## Estratto

((

Il contributo è tratto da Storia della civiltà europea a cura di Umberto Eco, edizione in 75 ebook
Vissuto a Venezia nella prigma metà del Settecento, Vivaldi ha dato contributi importanti in tutti i principali generi musicali. Tuttavia, la sua fama e la sua importanza restano essenzialmente legate ai concerti, che hanno esercitato una decisiva influenza su Johann Sebastian Bach.
Venezia
Al tempo di Antonio Vivaldi, la Repubblica di Venezia è già da qualche tempo avviata al declino politico. Dopo esser stata il principale baluardo dell’Europa contro i Turchi ed essersi espansa verso Oriente, subisce ora il crescente peso delle potenze nazionali, in particolare dell’Impero asburgico. L’evento militare fondamentale di questi anni, la pace di Passarowitz (1718), che segna la fine dell’ultima guerra con la Turchia, è in realtà un’operazione compiuta dall’Austria, che ne ricava notevoli vantaggi territoriali, mentre Venezia ne è sostanzialmente spettatrice passiva.
A dispetto del declino politico, per Venezia il Settecento rappresenta una grande stagione culturale, soprattutto nel campo delle arti figurative: è l’epoca dell’architetto Giorgio Massari, che edifica, tra l’altro, Palazzo Grassi e la chiesa dei Gesuati, e dei pittori Giambattista Tiepolo, Giovanni Antonio Canal, detto il Canaletto e, più tardi, Francesco Guardi.

))

## Elenco dati

((

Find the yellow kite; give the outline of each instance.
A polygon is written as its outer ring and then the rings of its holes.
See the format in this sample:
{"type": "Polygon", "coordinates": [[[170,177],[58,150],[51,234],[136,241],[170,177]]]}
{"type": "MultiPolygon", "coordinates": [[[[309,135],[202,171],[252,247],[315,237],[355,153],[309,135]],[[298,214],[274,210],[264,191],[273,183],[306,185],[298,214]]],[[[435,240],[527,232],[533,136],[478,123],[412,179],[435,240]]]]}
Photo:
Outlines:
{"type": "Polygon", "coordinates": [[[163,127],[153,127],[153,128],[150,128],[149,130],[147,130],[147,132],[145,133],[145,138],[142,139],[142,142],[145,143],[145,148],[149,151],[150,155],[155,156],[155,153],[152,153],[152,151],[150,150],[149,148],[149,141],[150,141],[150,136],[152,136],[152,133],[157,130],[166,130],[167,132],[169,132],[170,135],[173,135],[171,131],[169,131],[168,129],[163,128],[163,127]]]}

))

Nell'estratto su Vivaldi e Venezia, quale evento segna la fine dell'ultima guerra con la Turchia? Rispondi basandoti soltanto sull'estratto.

## Risposta
La pace di Passarowitz, nel 1718.